Reflections on Touch | December 30s

Below are two reflections on Touch from CMC members within the Advent/Christmas theme "Do you sense what I sense?"

Megan Stauffer-Miller
Scriptures: 1 Samuel 2:26, Luke 2 :41-52

Clay: volcanic rock decomposed by reactions with water.  Imagine holding these seemingly unrelated materials in your cupped hands… ROCK and WATER... for millennia.  Time passes.  You’re left with clay: pliable when wet, brittle when dry, strengthened or destroyed by exposure to extreme heat, vulnerable to unseen impurities, impenetrable (kind of), vessel of nourishment, agent of artistry.

This material, when it’s potential was discovered, propelled humanity in a new direction.  It’s Biblical references are many and integral to our creation story. Humanity formed from the Heavens (Breath of God) and “dust of the ground”.

But these thoughts, these ideas are for the thinkers: theologians, artists, scientists, philosophers, those cerebral types.  Sure, I listen to NPR, I’ll dabble in some heady conversation, but to be honest I’d rather just dig my hands into something.  For some of you it may be helpful to know that I, as of this school year, am teaching high school Ceramics after teaching elementary Art for 17 years.  My district is “economically disadvantaged” and minorities are the majority.

Picture a teenager you’re familiar with, hypothetically hold their hands in yours (awkward right?) pliable, brittle, strengthened or destroyed when exposed to extremes, vulnerable to unseen impurities, impenetrable (kind of), high energy, agents of creativity.  A Ceramics classroom is the intersection of these commodities; “dust of the ground” and the “fountain of youth.”

If anyone from the Ohio Department of Education is here, the objective of my Ceramics I and II Course is: To create opportunities for students to interact with ceramics, their own and others, in an informed thoughtful manner.  What that looks like in daily practice is: managing cell phones, new sneakers, dry skin, poverty, raging hormones, manicures, fights, drugs. Oh...and the nuances of working with clay: how it smells, sounds, looks and FEELS!  It’s a messy business.  Exhilarating and MESSY!

*Material shown*:
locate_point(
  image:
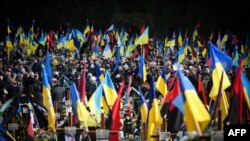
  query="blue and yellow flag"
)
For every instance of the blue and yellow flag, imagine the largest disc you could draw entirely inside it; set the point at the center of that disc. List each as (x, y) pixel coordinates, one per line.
(246, 88)
(143, 39)
(79, 109)
(154, 116)
(48, 67)
(95, 102)
(220, 61)
(143, 107)
(109, 90)
(196, 115)
(142, 69)
(181, 54)
(47, 101)
(107, 53)
(161, 83)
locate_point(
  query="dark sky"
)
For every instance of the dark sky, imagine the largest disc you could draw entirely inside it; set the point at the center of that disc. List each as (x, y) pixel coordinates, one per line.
(162, 16)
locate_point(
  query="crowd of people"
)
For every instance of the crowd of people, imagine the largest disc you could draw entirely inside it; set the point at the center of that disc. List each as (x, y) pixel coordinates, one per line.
(21, 73)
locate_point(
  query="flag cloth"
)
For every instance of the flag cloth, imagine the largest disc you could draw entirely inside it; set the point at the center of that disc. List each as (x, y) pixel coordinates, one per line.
(107, 53)
(82, 85)
(180, 42)
(47, 101)
(5, 135)
(48, 67)
(246, 88)
(161, 83)
(222, 57)
(109, 90)
(143, 39)
(99, 75)
(142, 69)
(181, 54)
(235, 115)
(201, 90)
(217, 66)
(30, 129)
(79, 109)
(118, 59)
(172, 97)
(196, 116)
(95, 102)
(143, 107)
(116, 114)
(154, 117)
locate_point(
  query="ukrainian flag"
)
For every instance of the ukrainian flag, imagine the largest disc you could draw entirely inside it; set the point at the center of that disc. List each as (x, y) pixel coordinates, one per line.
(181, 54)
(79, 109)
(142, 69)
(220, 61)
(246, 88)
(95, 102)
(143, 39)
(109, 90)
(107, 51)
(161, 83)
(143, 107)
(180, 41)
(42, 39)
(47, 101)
(154, 116)
(99, 75)
(195, 114)
(48, 67)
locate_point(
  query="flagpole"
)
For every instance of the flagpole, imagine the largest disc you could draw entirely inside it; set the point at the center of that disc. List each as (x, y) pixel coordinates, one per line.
(218, 98)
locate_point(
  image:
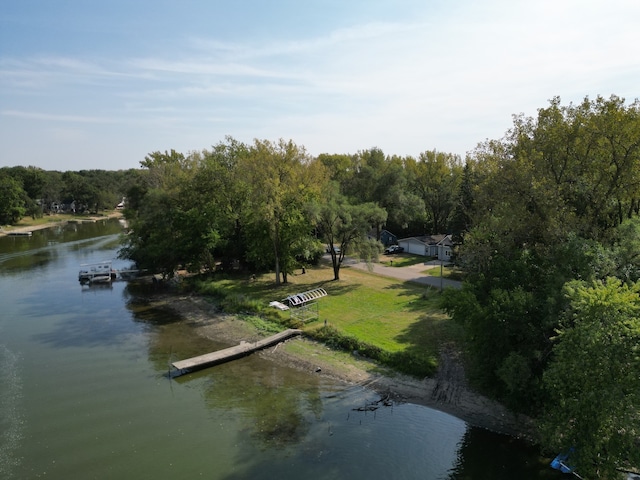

*Exercise set*:
1 – In the reflection on touch, condense the paragraph that begins "But these thoughts, these ideas" into two or three shorter sentences that keep its main facts.
2 – Write out the part of the reflection on touch between "Clay: volcanic rock" and "agent of artistry.", inclusive.

*Task-by-task outputs*:
1 – These ideas belong to thinkers such as theologians, artists, scientists and philosophers, and though I listen to NPR and dabble in heady conversation, I'd rather dig my hands into something. As of this school year I teach high school Ceramics, after 17 years of teaching elementary Art. My district is "economically disadvantaged," and minorities are the majority.

2 –
Clay: volcanic rock decomposed by reactions with water.  Imagine holding these seemingly unrelated materials in your cupped hands… ROCK and WATER... for millennia.  Time passes.  You’re left with clay: pliable when wet, brittle when dry, strengthened or destroyed by exposure to extreme heat, vulnerable to unseen impurities, impenetrable (kind of), vessel of nourishment, agent of artistry.